Instrução 1
Reúna e copie todas as linhas dos registros em que aparece a palavra "clicks".

Trecho do texto
====================

O que é “digno” para o currículo?
Cultura popular está restrita ao calendário folclórico nas escolas
Por Adrielly Araújo Foto Uchôa Silva / Agência Pará
As escolas têm enorme importância na defesa, na promoção e na difusão da cultura popular. Apesar disso, ainda não é totalmente valorizada a contribuição que as manifestações culturais populares na Amazônia, como a capoeira e o carimbó, podem trazer ao espaço escolar. É o que afirma o pedagogo Albert Alan de Sousa Cordeiro em sua tese, Por que você ainda fica falando sobre isso? Um estudo decolonial da relação entre educação escolar e cultura popular na Amazônia brasileira, defendida no Programa de Pós-Graduação em Educação (PPGED/ICED) da Universidade Federal do Pará. “O conhecimento escolar tende a desconsiderar o conhecimento das populações locais, em especial na Amazônia”, conta o autor do estudo.

====================

Registros fornecidos
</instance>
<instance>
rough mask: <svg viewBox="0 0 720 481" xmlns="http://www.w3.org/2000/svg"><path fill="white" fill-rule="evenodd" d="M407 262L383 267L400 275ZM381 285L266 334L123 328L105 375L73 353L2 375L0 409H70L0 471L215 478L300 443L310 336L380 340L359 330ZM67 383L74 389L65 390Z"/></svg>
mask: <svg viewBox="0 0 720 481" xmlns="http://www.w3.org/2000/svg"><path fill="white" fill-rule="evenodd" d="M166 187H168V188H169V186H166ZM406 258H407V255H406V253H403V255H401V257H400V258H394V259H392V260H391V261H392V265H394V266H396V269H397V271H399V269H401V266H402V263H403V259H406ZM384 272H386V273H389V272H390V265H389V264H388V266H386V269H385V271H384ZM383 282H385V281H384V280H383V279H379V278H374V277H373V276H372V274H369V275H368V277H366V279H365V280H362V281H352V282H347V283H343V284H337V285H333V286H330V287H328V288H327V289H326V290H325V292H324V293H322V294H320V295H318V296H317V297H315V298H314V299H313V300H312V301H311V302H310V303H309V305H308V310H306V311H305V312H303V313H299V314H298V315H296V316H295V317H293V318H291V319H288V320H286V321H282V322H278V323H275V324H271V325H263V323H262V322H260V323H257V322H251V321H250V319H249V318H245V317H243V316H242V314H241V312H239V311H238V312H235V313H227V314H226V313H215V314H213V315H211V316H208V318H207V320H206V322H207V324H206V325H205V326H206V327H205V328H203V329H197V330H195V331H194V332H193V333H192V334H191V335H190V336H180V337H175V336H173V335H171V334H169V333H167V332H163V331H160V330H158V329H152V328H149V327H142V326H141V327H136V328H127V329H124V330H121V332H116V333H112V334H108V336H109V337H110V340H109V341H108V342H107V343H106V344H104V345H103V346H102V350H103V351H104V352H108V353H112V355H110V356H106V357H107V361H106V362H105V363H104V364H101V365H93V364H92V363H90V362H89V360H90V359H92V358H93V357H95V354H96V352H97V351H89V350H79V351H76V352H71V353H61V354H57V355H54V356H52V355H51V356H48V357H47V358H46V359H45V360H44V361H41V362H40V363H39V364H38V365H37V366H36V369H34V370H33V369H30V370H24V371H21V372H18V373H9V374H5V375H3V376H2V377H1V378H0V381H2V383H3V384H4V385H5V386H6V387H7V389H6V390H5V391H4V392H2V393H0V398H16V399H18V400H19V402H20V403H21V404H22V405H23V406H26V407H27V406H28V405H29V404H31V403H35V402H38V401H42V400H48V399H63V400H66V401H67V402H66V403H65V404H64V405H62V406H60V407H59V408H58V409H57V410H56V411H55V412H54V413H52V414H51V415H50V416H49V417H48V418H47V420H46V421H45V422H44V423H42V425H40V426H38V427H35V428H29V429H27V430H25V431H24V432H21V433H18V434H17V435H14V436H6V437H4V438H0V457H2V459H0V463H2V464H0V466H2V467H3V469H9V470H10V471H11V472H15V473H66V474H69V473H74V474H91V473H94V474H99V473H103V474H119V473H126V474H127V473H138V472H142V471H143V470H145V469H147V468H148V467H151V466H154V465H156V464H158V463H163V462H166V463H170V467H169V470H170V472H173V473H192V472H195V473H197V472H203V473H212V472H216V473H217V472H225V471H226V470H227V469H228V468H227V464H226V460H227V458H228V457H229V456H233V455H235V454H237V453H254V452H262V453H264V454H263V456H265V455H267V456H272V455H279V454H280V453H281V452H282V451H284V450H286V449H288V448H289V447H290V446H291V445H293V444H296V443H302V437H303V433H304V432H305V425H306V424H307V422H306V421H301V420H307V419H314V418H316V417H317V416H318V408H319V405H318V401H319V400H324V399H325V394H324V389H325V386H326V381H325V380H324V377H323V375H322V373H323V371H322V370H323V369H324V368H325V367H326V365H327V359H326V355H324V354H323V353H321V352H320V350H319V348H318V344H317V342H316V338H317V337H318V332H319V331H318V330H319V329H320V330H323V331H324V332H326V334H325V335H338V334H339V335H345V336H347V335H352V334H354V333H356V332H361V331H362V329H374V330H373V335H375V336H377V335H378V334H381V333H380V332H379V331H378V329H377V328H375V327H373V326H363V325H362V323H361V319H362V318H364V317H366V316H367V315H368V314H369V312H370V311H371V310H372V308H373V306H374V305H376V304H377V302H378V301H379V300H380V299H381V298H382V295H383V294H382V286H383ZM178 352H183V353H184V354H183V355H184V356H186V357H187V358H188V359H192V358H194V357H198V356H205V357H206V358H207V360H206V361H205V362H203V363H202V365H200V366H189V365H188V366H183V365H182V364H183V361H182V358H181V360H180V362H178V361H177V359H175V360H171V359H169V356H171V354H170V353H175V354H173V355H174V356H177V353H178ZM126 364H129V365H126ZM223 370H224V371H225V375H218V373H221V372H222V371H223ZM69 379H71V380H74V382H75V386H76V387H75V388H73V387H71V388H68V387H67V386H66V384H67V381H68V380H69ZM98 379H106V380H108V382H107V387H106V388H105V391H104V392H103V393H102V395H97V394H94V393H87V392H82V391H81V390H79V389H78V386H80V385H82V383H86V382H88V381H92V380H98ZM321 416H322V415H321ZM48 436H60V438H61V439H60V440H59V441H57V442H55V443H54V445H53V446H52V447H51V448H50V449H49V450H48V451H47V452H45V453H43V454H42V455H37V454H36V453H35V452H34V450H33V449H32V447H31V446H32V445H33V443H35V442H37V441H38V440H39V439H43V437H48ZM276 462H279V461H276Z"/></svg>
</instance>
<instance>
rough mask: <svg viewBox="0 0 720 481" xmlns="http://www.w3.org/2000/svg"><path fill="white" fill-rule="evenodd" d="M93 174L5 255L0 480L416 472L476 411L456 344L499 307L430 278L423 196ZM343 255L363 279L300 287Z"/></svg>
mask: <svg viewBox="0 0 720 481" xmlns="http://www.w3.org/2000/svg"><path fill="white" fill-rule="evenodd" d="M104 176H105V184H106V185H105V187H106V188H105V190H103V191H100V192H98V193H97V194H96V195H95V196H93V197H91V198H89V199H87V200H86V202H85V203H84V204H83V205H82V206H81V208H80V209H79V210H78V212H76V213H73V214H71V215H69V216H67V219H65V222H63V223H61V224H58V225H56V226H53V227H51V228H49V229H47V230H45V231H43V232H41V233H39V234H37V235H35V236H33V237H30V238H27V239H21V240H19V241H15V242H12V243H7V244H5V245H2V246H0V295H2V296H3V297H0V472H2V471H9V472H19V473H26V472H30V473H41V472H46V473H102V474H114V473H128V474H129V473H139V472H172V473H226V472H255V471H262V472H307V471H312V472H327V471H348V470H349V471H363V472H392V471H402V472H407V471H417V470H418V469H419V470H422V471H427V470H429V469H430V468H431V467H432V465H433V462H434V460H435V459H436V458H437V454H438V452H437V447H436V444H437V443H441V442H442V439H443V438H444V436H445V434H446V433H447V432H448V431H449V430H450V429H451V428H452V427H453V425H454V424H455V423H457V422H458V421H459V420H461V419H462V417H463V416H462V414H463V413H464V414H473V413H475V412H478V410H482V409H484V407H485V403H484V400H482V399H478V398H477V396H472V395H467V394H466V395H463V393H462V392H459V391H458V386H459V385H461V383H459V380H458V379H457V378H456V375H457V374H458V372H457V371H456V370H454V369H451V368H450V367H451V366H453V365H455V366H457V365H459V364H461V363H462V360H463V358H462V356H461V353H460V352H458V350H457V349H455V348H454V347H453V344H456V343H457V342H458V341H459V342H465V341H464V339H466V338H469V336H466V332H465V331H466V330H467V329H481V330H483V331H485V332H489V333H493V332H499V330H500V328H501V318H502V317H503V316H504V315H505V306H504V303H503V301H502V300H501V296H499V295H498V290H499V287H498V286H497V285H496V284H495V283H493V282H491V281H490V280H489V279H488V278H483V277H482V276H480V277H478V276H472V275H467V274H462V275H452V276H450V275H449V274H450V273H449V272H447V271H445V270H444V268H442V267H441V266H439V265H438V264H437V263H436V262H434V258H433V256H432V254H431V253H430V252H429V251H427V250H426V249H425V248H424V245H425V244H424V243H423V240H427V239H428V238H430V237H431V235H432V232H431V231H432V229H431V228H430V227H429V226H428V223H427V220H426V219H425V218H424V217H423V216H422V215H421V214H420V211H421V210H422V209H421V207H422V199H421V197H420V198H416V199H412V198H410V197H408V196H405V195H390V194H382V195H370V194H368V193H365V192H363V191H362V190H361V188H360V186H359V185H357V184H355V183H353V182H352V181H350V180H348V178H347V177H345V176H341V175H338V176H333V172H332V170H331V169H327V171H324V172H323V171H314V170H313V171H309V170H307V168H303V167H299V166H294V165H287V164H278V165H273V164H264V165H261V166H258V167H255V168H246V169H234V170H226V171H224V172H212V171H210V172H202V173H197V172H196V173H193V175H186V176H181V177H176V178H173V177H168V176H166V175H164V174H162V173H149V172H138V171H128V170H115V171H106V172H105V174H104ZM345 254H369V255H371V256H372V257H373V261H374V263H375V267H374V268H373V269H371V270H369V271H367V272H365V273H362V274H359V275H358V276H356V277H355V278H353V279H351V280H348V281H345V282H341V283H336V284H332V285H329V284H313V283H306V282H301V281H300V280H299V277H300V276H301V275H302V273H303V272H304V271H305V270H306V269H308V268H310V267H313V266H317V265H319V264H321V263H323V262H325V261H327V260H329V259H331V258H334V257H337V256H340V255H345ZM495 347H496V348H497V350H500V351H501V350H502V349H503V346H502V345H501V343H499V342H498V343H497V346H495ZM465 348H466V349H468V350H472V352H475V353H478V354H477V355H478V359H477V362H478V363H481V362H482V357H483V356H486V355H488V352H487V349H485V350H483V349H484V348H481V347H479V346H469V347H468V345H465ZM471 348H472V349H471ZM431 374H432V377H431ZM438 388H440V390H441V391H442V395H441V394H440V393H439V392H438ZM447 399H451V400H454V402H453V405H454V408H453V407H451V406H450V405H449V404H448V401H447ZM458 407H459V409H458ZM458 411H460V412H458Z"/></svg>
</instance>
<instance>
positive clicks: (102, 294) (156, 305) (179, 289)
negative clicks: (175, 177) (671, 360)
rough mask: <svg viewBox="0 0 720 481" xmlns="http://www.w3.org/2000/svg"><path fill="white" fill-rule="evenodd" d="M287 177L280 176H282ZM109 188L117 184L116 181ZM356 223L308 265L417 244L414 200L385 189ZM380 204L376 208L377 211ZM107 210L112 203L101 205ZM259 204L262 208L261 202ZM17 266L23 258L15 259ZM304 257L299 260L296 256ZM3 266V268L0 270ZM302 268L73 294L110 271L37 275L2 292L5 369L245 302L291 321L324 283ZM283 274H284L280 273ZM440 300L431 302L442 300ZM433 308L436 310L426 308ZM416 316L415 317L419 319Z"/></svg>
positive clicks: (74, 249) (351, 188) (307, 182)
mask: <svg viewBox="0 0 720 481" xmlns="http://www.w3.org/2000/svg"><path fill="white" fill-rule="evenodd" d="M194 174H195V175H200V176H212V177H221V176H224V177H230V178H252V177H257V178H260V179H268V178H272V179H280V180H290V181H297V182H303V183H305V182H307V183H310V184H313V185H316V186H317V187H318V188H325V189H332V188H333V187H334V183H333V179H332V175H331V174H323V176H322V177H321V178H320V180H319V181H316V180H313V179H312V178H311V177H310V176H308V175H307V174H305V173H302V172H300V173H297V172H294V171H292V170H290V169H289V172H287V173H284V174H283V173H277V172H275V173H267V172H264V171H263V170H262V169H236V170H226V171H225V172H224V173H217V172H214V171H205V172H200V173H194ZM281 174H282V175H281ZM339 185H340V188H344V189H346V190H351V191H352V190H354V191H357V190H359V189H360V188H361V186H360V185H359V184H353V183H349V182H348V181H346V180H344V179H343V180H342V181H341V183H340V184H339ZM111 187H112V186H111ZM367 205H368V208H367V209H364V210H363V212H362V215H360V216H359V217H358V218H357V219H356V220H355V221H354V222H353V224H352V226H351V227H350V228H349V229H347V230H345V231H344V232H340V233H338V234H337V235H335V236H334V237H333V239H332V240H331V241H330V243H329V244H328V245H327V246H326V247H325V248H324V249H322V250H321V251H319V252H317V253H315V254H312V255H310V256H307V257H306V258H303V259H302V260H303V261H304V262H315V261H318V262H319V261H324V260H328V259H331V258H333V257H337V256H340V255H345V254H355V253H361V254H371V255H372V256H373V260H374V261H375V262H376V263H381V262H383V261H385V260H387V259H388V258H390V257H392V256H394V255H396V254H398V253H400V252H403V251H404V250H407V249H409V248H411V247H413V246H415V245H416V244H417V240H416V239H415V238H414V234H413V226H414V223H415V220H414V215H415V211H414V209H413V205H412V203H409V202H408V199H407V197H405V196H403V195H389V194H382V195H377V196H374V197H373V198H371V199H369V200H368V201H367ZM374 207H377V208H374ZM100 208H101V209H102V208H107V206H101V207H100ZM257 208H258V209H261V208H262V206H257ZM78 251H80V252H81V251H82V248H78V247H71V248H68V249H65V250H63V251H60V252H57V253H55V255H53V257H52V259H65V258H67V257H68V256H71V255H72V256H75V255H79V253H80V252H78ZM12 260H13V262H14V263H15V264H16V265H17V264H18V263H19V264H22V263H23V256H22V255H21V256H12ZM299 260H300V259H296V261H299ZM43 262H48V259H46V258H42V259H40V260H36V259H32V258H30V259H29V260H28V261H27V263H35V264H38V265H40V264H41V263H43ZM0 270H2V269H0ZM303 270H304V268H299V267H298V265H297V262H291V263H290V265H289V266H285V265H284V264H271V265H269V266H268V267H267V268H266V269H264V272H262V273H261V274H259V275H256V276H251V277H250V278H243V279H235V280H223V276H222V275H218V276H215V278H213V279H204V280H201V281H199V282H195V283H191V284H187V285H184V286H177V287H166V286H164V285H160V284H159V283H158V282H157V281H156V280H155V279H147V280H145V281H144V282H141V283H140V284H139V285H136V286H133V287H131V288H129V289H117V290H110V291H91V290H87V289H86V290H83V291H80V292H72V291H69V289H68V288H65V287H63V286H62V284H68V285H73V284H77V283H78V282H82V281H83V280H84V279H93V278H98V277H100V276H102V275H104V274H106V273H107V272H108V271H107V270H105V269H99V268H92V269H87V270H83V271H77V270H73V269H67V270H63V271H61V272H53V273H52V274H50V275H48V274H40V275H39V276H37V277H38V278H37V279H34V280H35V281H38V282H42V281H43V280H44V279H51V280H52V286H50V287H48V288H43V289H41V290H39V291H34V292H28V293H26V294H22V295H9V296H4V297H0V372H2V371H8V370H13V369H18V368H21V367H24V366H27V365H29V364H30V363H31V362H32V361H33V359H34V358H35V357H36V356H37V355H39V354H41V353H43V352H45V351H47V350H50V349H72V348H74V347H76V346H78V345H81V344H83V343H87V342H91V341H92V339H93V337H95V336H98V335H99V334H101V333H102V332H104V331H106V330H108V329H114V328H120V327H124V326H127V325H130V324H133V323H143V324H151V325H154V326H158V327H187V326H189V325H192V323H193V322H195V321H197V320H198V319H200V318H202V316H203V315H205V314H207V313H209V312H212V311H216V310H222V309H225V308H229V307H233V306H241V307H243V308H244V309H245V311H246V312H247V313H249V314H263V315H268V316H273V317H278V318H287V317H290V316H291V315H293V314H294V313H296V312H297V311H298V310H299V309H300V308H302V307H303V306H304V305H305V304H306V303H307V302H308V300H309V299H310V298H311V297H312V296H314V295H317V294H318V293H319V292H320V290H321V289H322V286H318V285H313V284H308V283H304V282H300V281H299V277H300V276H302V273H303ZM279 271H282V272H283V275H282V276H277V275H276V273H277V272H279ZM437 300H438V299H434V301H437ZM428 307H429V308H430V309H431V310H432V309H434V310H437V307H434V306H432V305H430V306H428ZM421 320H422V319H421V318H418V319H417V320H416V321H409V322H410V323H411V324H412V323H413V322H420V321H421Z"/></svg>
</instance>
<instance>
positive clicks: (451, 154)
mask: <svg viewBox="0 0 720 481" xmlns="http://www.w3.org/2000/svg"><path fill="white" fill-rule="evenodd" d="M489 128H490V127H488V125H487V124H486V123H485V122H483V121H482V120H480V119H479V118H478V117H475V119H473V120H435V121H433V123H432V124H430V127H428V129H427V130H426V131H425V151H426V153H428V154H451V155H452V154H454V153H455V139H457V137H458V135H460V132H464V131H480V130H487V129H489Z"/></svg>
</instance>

====================

Instrução 2
Reescreva o trecho do texto sobre cultura popular nas escolas que vai de "Cultura popular está" até "autor do estudo.", trocando "carimbó" por "siriá".

Resultado da tarefa 1
positive clicks: (102, 294) (156, 305) (179, 289)
negative clicks: (175, 177) (671, 360)
positive clicks: (74, 249) (351, 188) (307, 182)
positive clicks: (451, 154)

Resultado da tarefa 2
Cultura popular está restrita ao calendário folclórico nas escolas
Por Adrielly Araújo Foto Uchôa Silva / Agência Pará
As escolas têm enorme importância na defesa, na promoção e na difusão da cultura popular. Apesar disso, ainda não é totalmente valorizada a contribuição que as manifestações culturais populares na Amazônia, como a capoeira e o siriá, podem trazer ao espaço escolar. É o que afirma o pedagogo Albert Alan de Sousa Cordeiro em sua tese, Por que você ainda fica falando sobre isso? Um estudo decolonial da relação entre educação escolar e cultura popular na Amazônia brasileira, defendida no Programa de Pós-Graduação em Educação (PPGED/ICED) da Universidade Federal do Pará. “O conhecimento escolar tende a desconsiderar o conhecimento das populações locais, em especial na Amazônia”, conta o autor do estudo.